Task material:

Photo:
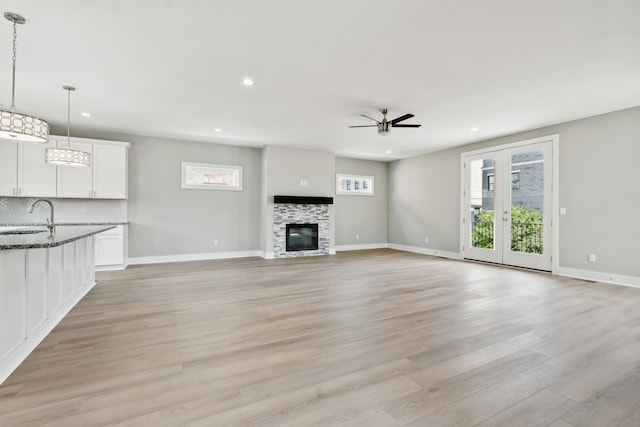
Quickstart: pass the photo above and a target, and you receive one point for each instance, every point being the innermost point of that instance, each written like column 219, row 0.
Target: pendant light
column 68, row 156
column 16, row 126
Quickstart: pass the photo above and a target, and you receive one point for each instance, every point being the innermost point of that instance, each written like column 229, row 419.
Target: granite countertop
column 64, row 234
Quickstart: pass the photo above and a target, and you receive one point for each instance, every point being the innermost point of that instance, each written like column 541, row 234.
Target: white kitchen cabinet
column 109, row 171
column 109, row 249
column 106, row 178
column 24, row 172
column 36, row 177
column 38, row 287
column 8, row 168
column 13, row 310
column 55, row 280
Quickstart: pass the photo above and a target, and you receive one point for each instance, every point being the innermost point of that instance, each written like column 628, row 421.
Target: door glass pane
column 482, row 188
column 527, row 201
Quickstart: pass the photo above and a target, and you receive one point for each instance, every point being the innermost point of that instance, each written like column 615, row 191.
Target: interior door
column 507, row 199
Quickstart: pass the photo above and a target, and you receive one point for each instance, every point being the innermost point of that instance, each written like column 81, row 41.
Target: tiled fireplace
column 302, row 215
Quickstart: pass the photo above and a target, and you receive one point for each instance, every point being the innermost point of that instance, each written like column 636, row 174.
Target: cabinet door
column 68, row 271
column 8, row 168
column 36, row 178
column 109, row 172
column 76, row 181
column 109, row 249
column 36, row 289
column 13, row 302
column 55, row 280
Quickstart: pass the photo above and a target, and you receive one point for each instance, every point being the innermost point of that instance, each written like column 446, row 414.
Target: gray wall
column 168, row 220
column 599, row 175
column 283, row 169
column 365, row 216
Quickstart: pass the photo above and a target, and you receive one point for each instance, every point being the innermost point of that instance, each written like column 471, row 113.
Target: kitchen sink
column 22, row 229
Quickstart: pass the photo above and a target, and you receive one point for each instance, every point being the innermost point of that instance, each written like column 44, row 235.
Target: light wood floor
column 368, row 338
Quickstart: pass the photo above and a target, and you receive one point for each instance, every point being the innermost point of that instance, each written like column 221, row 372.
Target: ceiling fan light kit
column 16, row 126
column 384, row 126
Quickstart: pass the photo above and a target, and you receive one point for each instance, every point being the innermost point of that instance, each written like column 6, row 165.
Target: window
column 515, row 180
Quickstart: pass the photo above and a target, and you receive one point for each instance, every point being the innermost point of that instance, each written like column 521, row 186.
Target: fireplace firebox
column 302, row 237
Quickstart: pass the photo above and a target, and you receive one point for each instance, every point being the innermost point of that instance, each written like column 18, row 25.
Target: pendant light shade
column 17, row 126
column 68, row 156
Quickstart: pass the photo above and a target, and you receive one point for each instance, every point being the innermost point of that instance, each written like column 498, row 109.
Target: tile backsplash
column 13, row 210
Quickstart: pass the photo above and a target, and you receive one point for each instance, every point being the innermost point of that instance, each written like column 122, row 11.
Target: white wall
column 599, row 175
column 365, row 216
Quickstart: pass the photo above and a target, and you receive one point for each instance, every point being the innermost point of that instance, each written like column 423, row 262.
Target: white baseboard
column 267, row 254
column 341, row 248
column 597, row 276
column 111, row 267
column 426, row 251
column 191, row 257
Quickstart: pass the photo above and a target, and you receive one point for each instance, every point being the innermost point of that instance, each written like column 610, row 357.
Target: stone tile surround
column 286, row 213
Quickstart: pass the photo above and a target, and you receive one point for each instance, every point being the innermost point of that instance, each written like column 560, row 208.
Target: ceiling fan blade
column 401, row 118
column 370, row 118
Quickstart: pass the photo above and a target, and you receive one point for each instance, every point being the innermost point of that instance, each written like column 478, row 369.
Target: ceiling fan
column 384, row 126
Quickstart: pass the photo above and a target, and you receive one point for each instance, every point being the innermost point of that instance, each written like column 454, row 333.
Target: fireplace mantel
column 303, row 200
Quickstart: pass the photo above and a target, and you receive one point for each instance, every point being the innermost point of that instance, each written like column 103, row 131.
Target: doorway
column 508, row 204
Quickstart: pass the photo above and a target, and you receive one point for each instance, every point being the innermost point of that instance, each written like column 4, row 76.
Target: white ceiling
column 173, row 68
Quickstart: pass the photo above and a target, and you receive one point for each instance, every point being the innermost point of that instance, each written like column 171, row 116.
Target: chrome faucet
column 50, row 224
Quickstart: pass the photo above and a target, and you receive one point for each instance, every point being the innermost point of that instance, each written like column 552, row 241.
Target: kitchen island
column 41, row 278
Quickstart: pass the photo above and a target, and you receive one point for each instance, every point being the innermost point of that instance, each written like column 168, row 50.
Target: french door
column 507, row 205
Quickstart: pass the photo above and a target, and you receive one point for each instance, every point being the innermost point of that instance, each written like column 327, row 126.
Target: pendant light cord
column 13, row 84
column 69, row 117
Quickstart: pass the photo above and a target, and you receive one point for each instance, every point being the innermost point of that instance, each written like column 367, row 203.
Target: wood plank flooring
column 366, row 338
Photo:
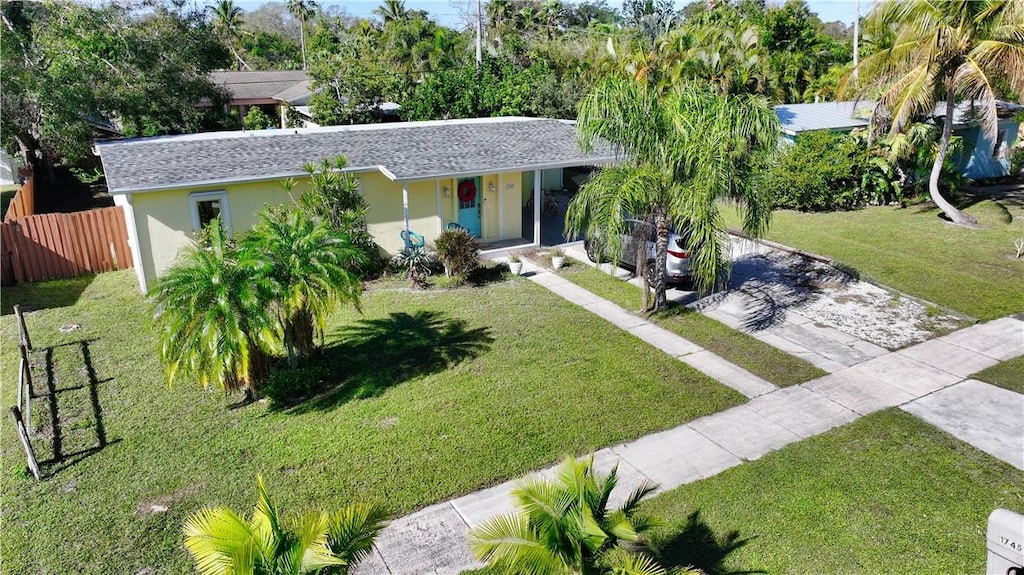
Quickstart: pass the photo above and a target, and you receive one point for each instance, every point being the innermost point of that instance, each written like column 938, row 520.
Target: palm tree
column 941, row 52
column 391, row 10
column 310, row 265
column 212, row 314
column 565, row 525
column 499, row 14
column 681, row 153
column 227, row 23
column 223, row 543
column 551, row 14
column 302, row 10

Goal: Please repeat all of the records above line for line, leaving out the pictures.

Finished answer:
Photo:
Quickstart: pass the photo above and a target, and you receive one point for each instance, every point being the innermost point of that instance, each written like column 219, row 0.
Target: pendant light
column 68, row 156
column 16, row 126
Quickstart: pass the photo above and a target, and you receive one point for each instance, every point being the innermost point of that instance, each written like column 229, row 419.
Target: granite countertop
column 64, row 234
Quickstart: pass the photo above and a target, and you receive one point for each instance, every point being the innermost point of that instance, each written like column 541, row 234.
Target: white kitchen cabinet
column 109, row 171
column 109, row 249
column 106, row 178
column 24, row 172
column 36, row 177
column 38, row 287
column 8, row 168
column 13, row 310
column 55, row 280
Quickstart: pass the photo above and a target, and you receive one point for each instance, every point being the innermost point of that instance, each written like column 628, row 421.
Target: door glass pane
column 482, row 188
column 527, row 201
Quickstart: pass the photo above and a target, and you receive one point for each instance, every point being the innermost point of that instance, each written like column 615, row 191.
Target: interior door
column 507, row 199
Quickstart: pass the photo above and a target, and you receive one point for each instance, every point being the innermost point of that instance, each written like column 81, row 41.
Target: tiled fireplace
column 302, row 215
Quickstart: pass the photo above and a target, and you receive one point for each instance, every point being the innermost point of that instance, each written like column 636, row 174.
Target: cabinet door
column 68, row 271
column 8, row 168
column 36, row 178
column 109, row 172
column 76, row 181
column 109, row 249
column 36, row 289
column 13, row 302
column 55, row 280
Quickstart: pass the photo above and a target, and you receive one point for each instance, every point being the innermost point of that instance, each written like column 446, row 414.
Target: gray wall
column 168, row 220
column 599, row 175
column 283, row 169
column 365, row 216
Quickstart: pass the photo above and a target, and you receive one point for each instance, every point being the innermost point of that instance, each written like column 471, row 113.
Target: kitchen sink
column 22, row 229
Quickstart: pass the photo above and a target, and you receive one point for each instance, every point being the innermost point of that instance, each written like column 44, row 235.
Target: light wood floor
column 368, row 338
Quickstart: pass the photo above and a target, and you receive one point for each instance, every point being the innermost point of that instance, each written like column 221, row 372.
Target: ceiling fan light kit
column 16, row 126
column 384, row 126
Quickstart: pass the photo above and a target, and you receive one point for each instance, every point being the innermost point of that instance, each written like column 6, row 165.
Target: window
column 515, row 180
Quickstart: pass the photo above and a target, and you receive one point for each instance, every point being the innermost point of that instance, each written like column 521, row 186.
Target: fireplace firebox
column 302, row 237
Quickstart: pass the photo above and a target, and you receive one point for each instance, every point being the innermost point of that instance, each written like column 18, row 25.
Target: pendant light shade
column 17, row 126
column 68, row 156
Quickstart: pass the photo above and a target, and you receive one point for each instance, every point being the innermost point of that instance, each written like column 498, row 109.
Target: tile backsplash
column 13, row 210
Quickstart: pass the photo above and a target, and you receive one point for each instance, every point being the innermost point of that instance, each written like column 122, row 11.
Target: white wall
column 599, row 175
column 365, row 216
Quickstart: pass the photo above and a target, and you receive one point for each instance, every point being the innermost point of that instance, each written like column 423, row 262.
Target: white baseboard
column 267, row 254
column 341, row 248
column 597, row 276
column 111, row 267
column 426, row 251
column 191, row 257
Quickstart: pass the photo above and a target, and you receive one point for each instance, every point being the innermost point of that instance, each written like column 610, row 357.
Target: stone tile surround
column 286, row 213
Quickstart: pass the photo above and a target, and you receive one point for each instance, every point being the innermost point of that instance, each written like column 560, row 208.
Target: ceiling fan blade
column 401, row 118
column 370, row 118
Quickstart: pass the photo above and a target, and you receive one point for each instance, every point being the innermost point of that instance, each written like column 478, row 369.
Target: ceiling fan
column 384, row 126
Quickstart: pass the photo above and a target, and you receive one point for each instance, every point being the innermost point of that instance, each written like column 454, row 333.
Target: fireplace mantel
column 303, row 200
Quickstart: pass the photo above and a target, and you receive one point for each instance, every point being the innermost point of that instance, each written like column 103, row 131.
Target: doorway
column 508, row 204
Quickstart: pass the photo above and a target, and you receive one point for each instance, every point being the innermost point of that instance, each written like column 4, row 76.
Target: white ceiling
column 173, row 68
Quickstart: pass the photo above and a target, and you receive one point for each instance, every point being the innermost point of that instance, each written like column 171, row 116.
Target: chrome faucet
column 50, row 224
Quickstart: pass the photo above and a target, and you receive one point for each instance, every point being the innermost point of that instance, each written like column 552, row 241.
Target: kitchen island
column 41, row 278
Quickstart: pass the photo above and a target, and you receive one point for each instance, every point being the innermost point of that instance, each written like column 168, row 50.
Target: french door
column 507, row 205
Quickstart: pass the photo above and a target, and you receive one point for each instance, every point being the innermost point of that instance, each written like column 327, row 126.
Target: pendant light cord
column 13, row 84
column 69, row 117
Quickstart: pass the photo above and a target, and you receive one point for each instance, every point being the innermost point of that instance, each written like column 367, row 203.
Target: wood plank flooring
column 366, row 338
Photo:
Quickstart: pass the photo above and a target, and you receive one point for each instance, every point being the innermost point of that instance, each written like column 938, row 520.
Target: palm tree
column 941, row 52
column 391, row 10
column 310, row 265
column 212, row 314
column 565, row 525
column 499, row 14
column 681, row 153
column 227, row 23
column 223, row 543
column 551, row 14
column 302, row 10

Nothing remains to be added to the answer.